Le rire est une bonne recette lorsque, dans les tâches d’éducation quotidiennes, les choses ne se passent pas toujours comme prévu. Il va de soi que les parents pourraient critiquer et punir. Parfois, c’est d’ailleurs nécessaire. Mais ils peuvent aussi réagir en riant. Lorsque la première réaction est détendue, les enfants sont en général plus réceptifs aux explications et au dialogue que s’ils se sont fait enguirlander.

400 rires par jour

On a longtemps considéré que le rire et l’ironie n’étaient pas souhaitables en matière d’éducation. On craignait que les enfants ne se sentent désécurisés ou carrément blessés.
Or, dès la plus tendre enfance, les enfants disposent d’une belle portion de gaieté. Des recherches indiquent qu’ils trouvent une bonne raison de rigoler, sourire ou glousser jusqu’à 400 fois par jour. Pour les adultes, ce n’est en moyenne que quinze fois par jour.

Les enfants se mettent dès l’âge de 2 ans ou 3 ans à faire la différence entre ce que les parents disent sérieusement et ce qui l’est moins. Dans cette phase, leur propre humour apparaît dans des jeux de rôle au cours desquels ils développent des scénarios marrants.

========

[Petit exercice 1]: Condensez le paragraphe de l'extrait qui commence par « Or, dès la plus tendre enfance » en conservant ses faits essentiels.
L'extrait et les lignes qui suivent n'ont pas la même origine.

========

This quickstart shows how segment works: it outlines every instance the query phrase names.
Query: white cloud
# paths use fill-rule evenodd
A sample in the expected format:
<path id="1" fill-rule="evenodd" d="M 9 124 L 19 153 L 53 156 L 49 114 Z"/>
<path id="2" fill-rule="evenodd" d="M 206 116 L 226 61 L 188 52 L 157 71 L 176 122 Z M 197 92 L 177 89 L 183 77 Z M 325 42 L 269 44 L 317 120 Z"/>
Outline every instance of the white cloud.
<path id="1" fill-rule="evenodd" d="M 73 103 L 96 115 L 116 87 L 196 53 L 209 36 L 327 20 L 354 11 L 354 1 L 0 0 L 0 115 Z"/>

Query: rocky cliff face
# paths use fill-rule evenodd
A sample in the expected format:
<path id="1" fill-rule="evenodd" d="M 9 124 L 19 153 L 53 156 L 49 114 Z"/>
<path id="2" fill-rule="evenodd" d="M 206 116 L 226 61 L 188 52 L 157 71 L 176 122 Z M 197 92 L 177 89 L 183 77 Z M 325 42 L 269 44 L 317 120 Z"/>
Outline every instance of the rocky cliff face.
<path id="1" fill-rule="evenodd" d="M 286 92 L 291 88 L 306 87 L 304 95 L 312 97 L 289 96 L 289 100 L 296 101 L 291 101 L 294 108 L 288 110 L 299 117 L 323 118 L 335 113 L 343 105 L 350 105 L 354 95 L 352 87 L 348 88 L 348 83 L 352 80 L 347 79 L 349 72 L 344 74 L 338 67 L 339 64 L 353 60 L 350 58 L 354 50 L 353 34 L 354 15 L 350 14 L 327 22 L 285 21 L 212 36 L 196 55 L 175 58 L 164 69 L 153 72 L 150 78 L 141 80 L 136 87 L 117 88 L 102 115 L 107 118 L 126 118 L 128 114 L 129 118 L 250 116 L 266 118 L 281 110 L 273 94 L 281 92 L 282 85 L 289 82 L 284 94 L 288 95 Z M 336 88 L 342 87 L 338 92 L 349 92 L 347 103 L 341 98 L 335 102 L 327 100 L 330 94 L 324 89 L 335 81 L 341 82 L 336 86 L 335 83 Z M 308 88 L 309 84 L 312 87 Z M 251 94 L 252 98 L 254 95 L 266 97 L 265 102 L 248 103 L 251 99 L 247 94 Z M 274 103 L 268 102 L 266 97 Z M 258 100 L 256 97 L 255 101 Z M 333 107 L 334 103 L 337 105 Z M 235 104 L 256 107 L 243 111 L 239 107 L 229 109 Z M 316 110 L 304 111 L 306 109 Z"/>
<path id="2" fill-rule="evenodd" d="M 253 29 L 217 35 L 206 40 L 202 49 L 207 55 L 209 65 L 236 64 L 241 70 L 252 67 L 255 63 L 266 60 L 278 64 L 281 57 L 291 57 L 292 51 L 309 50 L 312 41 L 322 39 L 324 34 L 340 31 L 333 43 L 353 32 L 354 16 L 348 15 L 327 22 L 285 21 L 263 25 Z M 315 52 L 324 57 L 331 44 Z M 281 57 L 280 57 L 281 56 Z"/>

========

[Petit exercice 2]: Dans les lignes de données, recopiez tout ce qui va de la ligne contenant « Query: rocky cliff face » jusqu'à celle contenant « Outline every instance of the rocky », ces deux lignes incluses.

[Solution détaillée 1]: Dès leur plus jeune âge, les enfants sont très gais. D'après des recherches, ils rient, sourient ou gloussent jusqu'à 400 fois par jour, contre quinze fois en moyenne pour les adultes.

[Solution détaillée 2]:
Query: rocky cliff face
# paths use fill-rule evenodd
A sample in the expected format:
<path id="1" fill-rule="evenodd" d="M 9 124 L 19 153 L 53 156 L 49 114 Z"/>
<path id="2" fill-rule="evenodd" d="M 206 116 L 226 61 L 188 52 L 157 71 L 176 122 Z M 197 92 L 177 89 L 183 77 Z M 325 42 L 269 44 L 317 120 Z"/>
Outline every instance of the rocky cliff face.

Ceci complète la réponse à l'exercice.